▸ TEXT SHOWN:
--- Start ---

Ransomware, a form of malware designed for the purpose of extorting money from victims; and phishing, the delivery mechanism of choice for ransomware and other malware, are critical problems that we must address.

The generously opened and heterogeneous nature of the academic and research institution is extremely vulnerable to such kind of threat. Regular enterprises and other profit-making businesses are usually much more homogenous with much simpler rules and measures against the third parties (no IMAP, no access to emails from non-business devices, strict mobile device management, blocked or limited traffic etc.).

Both areas of malicious or potentially problematic emails and regular emails are overlapping ; it is not easy to distinguish between them sometimes.

The most dangerous threats are usually those of the “zero day attack” nature; they usually take advantage of badly protected or misprotected email servers and domains so they can mimic the regular sender.

--- End ---

▸ REQUIRED TASK A: Count the lines of the rows that contain the string "water", treating uppercase and lowercase as distinct, and give only that number.
▸ REQUIRED TASK B: Extend the text on email threats to academic institutions, starting after its final sentence.
The text above has no connection to the rows that follow.

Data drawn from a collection
--- Start ---

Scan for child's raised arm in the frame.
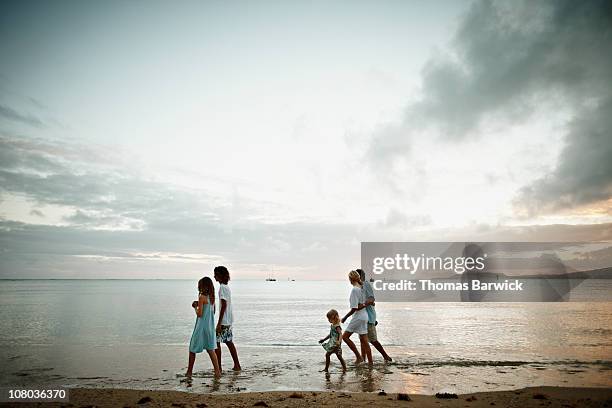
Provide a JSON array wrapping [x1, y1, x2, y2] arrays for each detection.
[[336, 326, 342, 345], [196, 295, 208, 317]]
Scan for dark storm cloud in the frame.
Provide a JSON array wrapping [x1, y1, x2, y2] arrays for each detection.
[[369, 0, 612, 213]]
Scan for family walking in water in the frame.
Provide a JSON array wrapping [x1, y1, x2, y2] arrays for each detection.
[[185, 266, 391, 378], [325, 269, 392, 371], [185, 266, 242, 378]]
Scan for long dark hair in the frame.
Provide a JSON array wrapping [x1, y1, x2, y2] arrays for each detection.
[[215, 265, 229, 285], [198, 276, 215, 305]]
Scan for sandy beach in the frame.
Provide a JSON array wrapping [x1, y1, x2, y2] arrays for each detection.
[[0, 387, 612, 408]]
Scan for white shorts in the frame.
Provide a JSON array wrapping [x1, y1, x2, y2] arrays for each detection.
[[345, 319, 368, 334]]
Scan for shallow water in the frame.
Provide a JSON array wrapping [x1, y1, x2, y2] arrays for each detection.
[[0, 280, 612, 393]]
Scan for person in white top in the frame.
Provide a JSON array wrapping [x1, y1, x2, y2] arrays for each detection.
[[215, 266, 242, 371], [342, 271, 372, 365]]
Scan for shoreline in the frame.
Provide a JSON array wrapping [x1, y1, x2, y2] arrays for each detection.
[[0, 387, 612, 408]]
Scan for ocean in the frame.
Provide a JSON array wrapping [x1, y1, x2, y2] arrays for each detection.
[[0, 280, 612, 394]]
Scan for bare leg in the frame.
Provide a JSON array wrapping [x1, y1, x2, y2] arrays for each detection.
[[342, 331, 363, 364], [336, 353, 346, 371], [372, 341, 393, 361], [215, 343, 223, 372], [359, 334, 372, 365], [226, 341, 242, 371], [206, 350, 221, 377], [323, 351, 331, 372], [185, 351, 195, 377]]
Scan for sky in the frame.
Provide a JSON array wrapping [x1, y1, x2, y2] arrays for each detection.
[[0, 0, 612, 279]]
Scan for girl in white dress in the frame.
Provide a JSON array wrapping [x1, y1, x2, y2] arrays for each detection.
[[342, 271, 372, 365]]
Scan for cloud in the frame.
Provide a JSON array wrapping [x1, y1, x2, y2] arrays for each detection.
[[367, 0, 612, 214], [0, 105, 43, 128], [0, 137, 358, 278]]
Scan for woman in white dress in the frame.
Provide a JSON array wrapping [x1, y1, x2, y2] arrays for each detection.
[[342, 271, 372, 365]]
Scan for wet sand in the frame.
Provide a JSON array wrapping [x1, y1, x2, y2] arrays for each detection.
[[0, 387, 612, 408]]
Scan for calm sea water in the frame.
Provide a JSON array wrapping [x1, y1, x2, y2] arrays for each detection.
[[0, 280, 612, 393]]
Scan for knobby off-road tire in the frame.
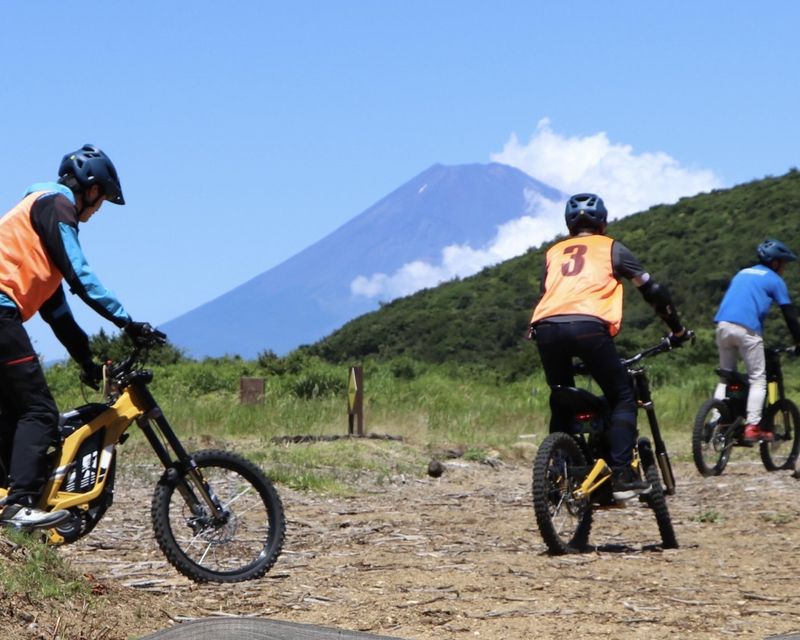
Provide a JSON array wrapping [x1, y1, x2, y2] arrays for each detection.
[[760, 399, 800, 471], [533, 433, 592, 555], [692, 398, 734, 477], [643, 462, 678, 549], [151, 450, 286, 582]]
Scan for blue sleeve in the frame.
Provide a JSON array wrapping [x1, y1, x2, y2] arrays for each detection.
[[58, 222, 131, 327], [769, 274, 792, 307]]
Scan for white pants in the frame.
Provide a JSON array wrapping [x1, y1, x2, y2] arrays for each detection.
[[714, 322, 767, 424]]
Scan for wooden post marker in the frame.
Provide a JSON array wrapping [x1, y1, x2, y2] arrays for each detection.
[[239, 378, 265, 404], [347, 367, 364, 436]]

--- End ---
--- Start ---

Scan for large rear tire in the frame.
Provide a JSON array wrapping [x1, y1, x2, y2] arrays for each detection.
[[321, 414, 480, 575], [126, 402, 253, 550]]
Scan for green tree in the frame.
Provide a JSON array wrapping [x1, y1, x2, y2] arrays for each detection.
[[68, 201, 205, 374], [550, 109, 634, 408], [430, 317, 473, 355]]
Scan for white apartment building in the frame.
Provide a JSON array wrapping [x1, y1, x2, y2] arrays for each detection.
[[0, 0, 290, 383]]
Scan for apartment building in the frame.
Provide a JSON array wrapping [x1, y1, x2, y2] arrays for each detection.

--- End ---
--- Start ---

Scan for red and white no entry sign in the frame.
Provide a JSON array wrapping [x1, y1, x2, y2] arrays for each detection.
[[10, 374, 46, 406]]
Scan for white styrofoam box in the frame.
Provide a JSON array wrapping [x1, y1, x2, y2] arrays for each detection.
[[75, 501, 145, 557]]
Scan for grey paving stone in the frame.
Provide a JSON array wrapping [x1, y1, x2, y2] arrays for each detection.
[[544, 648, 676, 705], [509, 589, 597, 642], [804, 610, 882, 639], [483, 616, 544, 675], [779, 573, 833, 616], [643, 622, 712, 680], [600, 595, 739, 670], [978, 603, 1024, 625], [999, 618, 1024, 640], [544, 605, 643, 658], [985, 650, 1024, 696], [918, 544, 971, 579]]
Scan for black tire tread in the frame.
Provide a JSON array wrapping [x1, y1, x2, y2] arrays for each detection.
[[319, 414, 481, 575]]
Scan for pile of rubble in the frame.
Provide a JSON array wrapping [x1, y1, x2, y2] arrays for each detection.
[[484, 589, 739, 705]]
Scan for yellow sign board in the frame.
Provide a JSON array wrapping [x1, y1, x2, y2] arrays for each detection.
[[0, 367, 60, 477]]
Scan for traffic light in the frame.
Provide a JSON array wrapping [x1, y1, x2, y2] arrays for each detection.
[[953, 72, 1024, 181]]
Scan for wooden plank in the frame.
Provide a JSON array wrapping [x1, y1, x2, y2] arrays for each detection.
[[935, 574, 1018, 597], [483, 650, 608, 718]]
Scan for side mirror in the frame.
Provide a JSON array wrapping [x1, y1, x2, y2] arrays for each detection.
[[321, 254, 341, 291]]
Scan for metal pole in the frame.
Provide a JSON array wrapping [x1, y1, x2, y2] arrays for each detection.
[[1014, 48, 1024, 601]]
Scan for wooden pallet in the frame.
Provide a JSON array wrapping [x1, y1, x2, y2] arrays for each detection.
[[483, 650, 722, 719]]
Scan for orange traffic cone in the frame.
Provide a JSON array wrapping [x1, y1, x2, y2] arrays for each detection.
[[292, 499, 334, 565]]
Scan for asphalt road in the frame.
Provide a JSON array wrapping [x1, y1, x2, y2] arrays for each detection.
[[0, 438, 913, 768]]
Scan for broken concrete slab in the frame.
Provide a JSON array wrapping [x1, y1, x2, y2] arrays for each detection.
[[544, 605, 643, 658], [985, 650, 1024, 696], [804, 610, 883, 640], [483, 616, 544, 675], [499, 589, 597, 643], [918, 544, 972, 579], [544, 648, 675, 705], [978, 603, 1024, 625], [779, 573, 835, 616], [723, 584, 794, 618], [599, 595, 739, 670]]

--- End ---

▸ OUTPUT A: 3

▸ OUTPUT B:
That's why there are introduced tools/measures like SPF, DKIM, DMARC, graylisting, defering, reputation filters, spam databases, heuristics, IP reputation lists, on-line scanners etc.

It is important to inform recipients that there may be something suspicious or misconfigured in particullar email message and that the email should be dealt with attention. Mail filtering services usually include short warning tag like [Spam] [Suspicious] [Newsletter] to the subject and eventually prepend email with the warning text.

False positive detections are sometimes inevitable, it is often sign that the other party still do not fully understand or value the necessity of keeping high credibility and trustworthiness of the organisation.


See also “Spam, Phishing and Malware” in separated CERGE-EI Wiki article (details about potential risks and their nature, recommendations, explanation…)


Monitoring and filtering agenda

All incoming email traffic towards CERGE-EI mailserver is automatically monitored, classified, filtered and sometimes tagged and/or rejected. There are several anti-malware and filtering systems chained together.

It is more and more complicated to distinguish between regular emails and malicious or abusing ones. There are several standardized methods whose help with the recognition of problematic content. These methods range from strict ban of well-known vectors of attack to attempts to hint recipient to be cautious.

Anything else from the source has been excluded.